▶ **WHAT YOU ARE ASKED TO DO**
Nothing other than the lines from the one containing "Where can the red warning" through the close of the entries below should be printed, each exactly.

▶ **TASK INPUT**
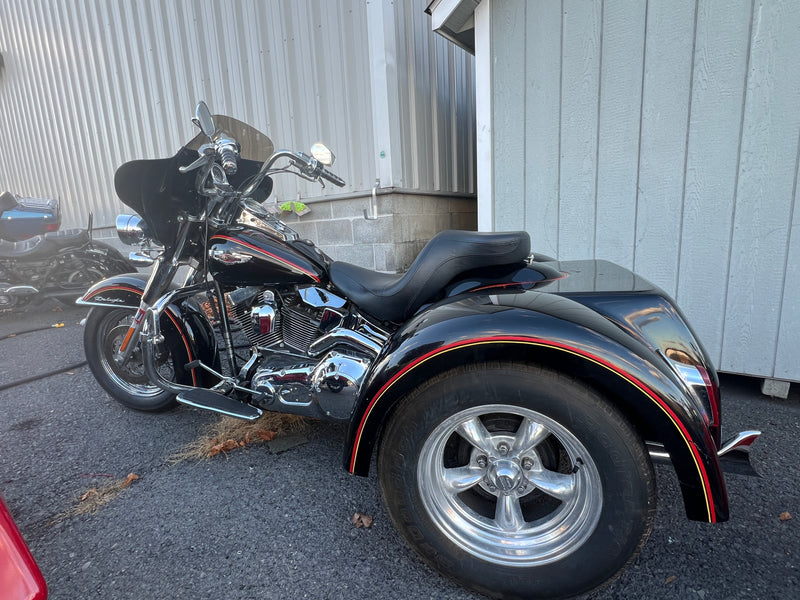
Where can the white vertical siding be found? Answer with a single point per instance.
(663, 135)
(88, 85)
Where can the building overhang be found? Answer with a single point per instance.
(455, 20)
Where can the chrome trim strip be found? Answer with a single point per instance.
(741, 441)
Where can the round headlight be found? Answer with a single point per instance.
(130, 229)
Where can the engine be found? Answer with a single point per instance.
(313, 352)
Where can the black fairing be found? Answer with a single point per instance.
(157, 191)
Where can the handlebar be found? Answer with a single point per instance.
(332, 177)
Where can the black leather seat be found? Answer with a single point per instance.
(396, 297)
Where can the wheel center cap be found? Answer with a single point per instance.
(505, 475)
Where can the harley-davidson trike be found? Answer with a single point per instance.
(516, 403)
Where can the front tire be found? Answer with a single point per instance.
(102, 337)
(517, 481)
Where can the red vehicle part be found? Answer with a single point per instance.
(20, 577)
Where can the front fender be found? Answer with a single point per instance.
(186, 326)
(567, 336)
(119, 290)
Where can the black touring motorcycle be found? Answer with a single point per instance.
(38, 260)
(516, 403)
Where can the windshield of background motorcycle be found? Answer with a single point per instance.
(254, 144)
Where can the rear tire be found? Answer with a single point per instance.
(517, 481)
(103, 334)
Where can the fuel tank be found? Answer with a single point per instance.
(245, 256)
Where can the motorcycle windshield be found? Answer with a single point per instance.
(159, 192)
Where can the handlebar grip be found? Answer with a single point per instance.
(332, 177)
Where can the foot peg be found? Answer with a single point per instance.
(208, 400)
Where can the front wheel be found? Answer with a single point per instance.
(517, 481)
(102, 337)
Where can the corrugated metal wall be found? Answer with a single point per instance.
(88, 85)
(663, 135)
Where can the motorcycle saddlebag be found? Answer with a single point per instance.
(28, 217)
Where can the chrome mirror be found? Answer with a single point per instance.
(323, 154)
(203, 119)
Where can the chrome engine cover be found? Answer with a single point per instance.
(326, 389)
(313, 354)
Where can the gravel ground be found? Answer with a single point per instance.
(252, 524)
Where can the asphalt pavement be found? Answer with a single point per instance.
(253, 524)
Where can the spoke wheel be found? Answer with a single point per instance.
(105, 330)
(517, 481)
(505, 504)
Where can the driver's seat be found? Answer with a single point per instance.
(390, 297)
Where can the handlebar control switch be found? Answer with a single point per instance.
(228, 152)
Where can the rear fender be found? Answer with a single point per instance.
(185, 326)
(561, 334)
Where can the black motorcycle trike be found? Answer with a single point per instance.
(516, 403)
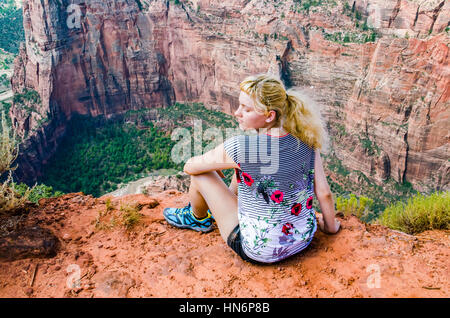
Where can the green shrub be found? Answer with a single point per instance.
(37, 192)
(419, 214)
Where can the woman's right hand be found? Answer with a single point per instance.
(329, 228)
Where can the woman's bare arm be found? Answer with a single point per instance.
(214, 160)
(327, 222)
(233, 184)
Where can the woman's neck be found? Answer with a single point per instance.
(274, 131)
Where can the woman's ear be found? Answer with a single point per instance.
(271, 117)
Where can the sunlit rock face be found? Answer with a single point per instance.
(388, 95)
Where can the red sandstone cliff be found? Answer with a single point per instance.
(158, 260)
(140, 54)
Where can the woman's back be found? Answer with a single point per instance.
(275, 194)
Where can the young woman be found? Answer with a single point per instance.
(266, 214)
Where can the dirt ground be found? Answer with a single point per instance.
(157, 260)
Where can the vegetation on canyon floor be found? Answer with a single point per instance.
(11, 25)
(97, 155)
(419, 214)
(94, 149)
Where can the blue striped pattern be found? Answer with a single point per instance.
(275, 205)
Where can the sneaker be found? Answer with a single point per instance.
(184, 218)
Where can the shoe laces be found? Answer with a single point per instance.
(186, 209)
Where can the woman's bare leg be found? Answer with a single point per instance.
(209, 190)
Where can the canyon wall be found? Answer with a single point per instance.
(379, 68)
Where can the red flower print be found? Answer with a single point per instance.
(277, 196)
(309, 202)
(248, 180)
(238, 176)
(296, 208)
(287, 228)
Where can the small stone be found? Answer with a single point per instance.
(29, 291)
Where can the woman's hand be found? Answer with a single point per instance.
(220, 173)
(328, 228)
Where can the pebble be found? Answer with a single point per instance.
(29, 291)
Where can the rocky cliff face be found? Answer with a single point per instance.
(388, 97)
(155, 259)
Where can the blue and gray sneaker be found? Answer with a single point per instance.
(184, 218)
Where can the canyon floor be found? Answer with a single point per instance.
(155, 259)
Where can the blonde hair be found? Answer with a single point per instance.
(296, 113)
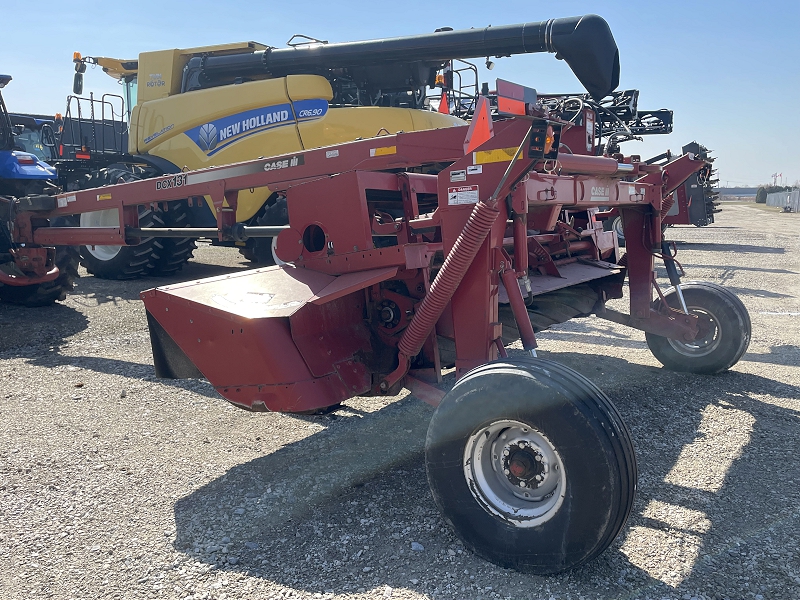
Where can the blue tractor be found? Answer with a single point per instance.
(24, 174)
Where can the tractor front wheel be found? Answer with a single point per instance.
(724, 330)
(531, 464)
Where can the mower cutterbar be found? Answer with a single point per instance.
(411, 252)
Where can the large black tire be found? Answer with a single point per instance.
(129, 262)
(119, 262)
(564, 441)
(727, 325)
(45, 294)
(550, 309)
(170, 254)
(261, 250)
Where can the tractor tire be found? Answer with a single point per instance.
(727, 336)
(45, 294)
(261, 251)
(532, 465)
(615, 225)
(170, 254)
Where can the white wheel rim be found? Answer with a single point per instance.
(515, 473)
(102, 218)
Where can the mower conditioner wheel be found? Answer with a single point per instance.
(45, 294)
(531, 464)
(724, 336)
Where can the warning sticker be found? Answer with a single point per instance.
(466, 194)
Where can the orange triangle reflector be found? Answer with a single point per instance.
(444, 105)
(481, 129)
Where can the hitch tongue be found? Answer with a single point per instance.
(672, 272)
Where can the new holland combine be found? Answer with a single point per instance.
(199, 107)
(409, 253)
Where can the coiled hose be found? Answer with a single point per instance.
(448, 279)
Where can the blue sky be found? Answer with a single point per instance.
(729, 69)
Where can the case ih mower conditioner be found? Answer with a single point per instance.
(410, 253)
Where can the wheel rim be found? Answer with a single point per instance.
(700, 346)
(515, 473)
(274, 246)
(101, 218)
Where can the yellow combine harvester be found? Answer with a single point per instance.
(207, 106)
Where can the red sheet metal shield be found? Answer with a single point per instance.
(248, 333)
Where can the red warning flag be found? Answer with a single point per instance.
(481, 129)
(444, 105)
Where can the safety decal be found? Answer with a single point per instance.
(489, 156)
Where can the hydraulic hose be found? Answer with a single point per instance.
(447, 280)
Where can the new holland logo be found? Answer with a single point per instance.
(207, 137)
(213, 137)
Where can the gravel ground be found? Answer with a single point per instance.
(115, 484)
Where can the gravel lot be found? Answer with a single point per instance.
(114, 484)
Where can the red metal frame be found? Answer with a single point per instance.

▶ **SOLUTION BELOW**
Where can the red warning flag be found? Answer with a single point per instance.
(481, 129)
(444, 105)
Where can the safety decal be found? Answer with a single point per instance.
(489, 156)
Where can the hydraulic hose be found? Answer with a single point per instance.
(447, 280)
Where can the new holland logo be found? Answer with a single point per instance.
(207, 137)
(213, 137)
Where can the gravel ground be found? Answer with a single point per instance.
(115, 484)
Where can the gravel lot be found? Answer with a single point per instance.
(114, 484)
Where can the red metal frame be found? Answer with a single point per instance.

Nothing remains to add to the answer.